Task objective: Are you able to retype all the records below exactly?

(Dataset excerpts)
·····
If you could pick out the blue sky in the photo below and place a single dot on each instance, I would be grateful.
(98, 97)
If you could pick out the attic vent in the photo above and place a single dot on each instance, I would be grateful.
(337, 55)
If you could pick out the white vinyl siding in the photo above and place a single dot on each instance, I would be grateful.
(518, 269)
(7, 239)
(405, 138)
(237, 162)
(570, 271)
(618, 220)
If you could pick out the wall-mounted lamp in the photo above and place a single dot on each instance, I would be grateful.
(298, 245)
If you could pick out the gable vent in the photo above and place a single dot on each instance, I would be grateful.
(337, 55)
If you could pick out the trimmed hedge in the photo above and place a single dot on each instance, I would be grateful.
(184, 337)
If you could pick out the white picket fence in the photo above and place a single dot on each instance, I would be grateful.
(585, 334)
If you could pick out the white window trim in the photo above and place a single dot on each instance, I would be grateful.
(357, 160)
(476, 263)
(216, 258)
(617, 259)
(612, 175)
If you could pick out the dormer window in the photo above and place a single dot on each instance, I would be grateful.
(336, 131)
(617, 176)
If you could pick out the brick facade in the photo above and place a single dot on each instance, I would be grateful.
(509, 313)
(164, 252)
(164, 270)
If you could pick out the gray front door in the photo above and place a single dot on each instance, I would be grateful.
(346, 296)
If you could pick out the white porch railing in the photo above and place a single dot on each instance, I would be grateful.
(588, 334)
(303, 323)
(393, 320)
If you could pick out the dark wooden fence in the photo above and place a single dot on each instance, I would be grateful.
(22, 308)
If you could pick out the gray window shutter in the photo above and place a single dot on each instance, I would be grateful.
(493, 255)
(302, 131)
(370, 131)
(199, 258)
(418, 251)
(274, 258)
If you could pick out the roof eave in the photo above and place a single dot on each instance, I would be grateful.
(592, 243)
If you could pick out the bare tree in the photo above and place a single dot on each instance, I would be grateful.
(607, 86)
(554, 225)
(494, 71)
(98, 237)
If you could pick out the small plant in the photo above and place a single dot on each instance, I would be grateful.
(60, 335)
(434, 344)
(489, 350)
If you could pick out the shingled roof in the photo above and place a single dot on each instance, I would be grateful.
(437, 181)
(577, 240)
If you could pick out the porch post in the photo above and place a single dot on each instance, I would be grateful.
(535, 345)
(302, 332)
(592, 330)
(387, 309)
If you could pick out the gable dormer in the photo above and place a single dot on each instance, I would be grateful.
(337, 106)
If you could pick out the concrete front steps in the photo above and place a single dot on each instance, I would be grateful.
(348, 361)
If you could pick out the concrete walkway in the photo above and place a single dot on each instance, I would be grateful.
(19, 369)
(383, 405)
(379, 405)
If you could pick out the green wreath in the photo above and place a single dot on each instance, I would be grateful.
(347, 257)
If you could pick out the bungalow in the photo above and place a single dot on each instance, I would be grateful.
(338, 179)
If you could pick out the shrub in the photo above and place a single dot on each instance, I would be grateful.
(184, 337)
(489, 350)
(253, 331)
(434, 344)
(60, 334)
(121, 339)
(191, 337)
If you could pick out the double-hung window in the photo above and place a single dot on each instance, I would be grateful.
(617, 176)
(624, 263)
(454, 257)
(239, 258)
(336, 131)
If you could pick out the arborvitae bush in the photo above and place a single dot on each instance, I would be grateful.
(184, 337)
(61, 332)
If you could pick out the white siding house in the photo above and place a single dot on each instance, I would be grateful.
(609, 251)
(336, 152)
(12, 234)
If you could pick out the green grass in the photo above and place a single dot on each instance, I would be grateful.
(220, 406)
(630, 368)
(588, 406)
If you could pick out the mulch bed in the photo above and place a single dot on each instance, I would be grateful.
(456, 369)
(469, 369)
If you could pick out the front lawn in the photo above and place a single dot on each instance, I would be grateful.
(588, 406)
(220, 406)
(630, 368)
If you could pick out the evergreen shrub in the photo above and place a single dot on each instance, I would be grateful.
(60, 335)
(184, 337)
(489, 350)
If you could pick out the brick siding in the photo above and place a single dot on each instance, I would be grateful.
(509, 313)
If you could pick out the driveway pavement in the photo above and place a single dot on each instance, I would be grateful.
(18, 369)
·····
Written solution:
If you could pick out the blue sky in the photo below and place a single dot on each instance, I would be grateful.
(98, 97)
If you could pick out the attic vent in the photo above and place a single dot on each instance, I would be grateful.
(337, 55)
If you could pick out the white vinyl siding in the photo above and place a single dot on each instance, I would be grateful.
(518, 269)
(7, 239)
(405, 138)
(237, 162)
(570, 271)
(618, 220)
If you could pick out the wall-mounted lamp in the photo above and place a single dot on each instance, I would be grateful.
(298, 245)
If you could pick out the gable vent in the photo above and place a single dot on each instance, I would be grateful.
(337, 55)
If you could pick out the trimmed hedge in the photo above and place a single dot on each instance, I would be grateful.
(184, 337)
If you could pick out the white picket fence in the photo above and place a single dot on each instance, I would be grateful.
(585, 334)
If you could pick out the white window trim in the photo above and place a single dot on each instance, I would be grateful.
(357, 160)
(476, 263)
(216, 258)
(617, 259)
(612, 175)
If you could pick out the dormer window in the photo above and place a single dot on each instance, I would be grateful.
(336, 131)
(617, 176)
If you could pick out the brick facade in the photo above and place a single dot on each instance, I would be grateful.
(509, 313)
(164, 252)
(164, 270)
If you could pick out the gray front door in the photo above and place a single dot on each instance, I would be grateful.
(346, 296)
If you could pick out the white porch railing in the photo above and place a single dot on each instance, I would be grateful.
(588, 334)
(303, 323)
(393, 320)
If you could pick out the dark wooden fence in the photo above and place a single dot on each instance, I would be grateful.
(22, 308)
If you could pick out the gray window shutter in the photo above and place a single dot on each instance, I would be grateful.
(493, 255)
(302, 131)
(370, 131)
(199, 258)
(418, 251)
(274, 258)
If you could pick out the roof eave in the photo above and place a single dot on each instance, I would be grateful.
(592, 243)
If you could pick out the bare tree in the photo above and place a single dot on each instance, I would be grateful.
(607, 86)
(554, 225)
(494, 71)
(98, 237)
If you could pick out the small plant in the photo above and place a single dot on each instance, I would be grateful.
(60, 335)
(434, 344)
(489, 350)
If you could pick out the shingled roof in the photo above and place a single dot on each instance, I would be grateful.
(437, 181)
(577, 240)
If you could pick out the porch post in the photo above and place a single dot on each instance, I would be grateful.
(535, 345)
(302, 332)
(592, 330)
(387, 309)
If you could pick out the gable dormer in the photo above and place a single dot on each instance, I would be grateful.
(337, 106)
If you could pick out the concrete front steps in the photo above and place a single dot on each instance, I would be grateful.
(348, 361)
If you could pick out the concrete walkway in the photo above and place a single dot on each instance, I would be grateful.
(19, 369)
(383, 405)
(379, 405)
If you could pick out the green wreath in the photo above and place a single dot on each instance, I would be grateful.
(347, 257)
If you could pick out the bungalow in the photo above and place a single dot on each instance, I would be grateful.
(338, 179)
If you could pick out the shrub in the photo above and place a single dot on each instance, I would be grateful.
(184, 337)
(489, 350)
(253, 331)
(434, 344)
(60, 334)
(121, 339)
(191, 337)
If you could pick out the double-hung window in the photo above and place a single dot on each instance, I would be grateful.
(617, 176)
(624, 263)
(454, 257)
(239, 258)
(336, 131)
If you could pick out the arborvitae bush in the photo above and place a single dot on each instance, I would be grateful.
(184, 337)
(61, 332)
If you could pick out the white siding house in the photo above and place a single dot on each instance, I would be grateful.
(609, 251)
(336, 152)
(12, 234)
If you could pick out the green grass in the photo above and place a single dot on each instance, I would be grateful.
(220, 406)
(630, 368)
(588, 406)
If you could pick out the mulch bed in the photo above and place a single dot on each instance, I would be grateful.
(456, 369)
(469, 369)
If you could pick out the front lawn in the photo above and place a single dot on each instance, I would be grateful.
(588, 406)
(220, 406)
(630, 368)
If you could pick out the evergreen shrub in the photo above and place a single dot on each instance, I would be grateful.
(60, 335)
(184, 337)
(489, 350)
If you could pick out the brick siding in the photo above and place a single dot on each instance, I would be grateful.
(509, 313)
If you could pick out the driveway pavement in the photo above and place a single dot on each instance, I would be grateful.
(18, 369)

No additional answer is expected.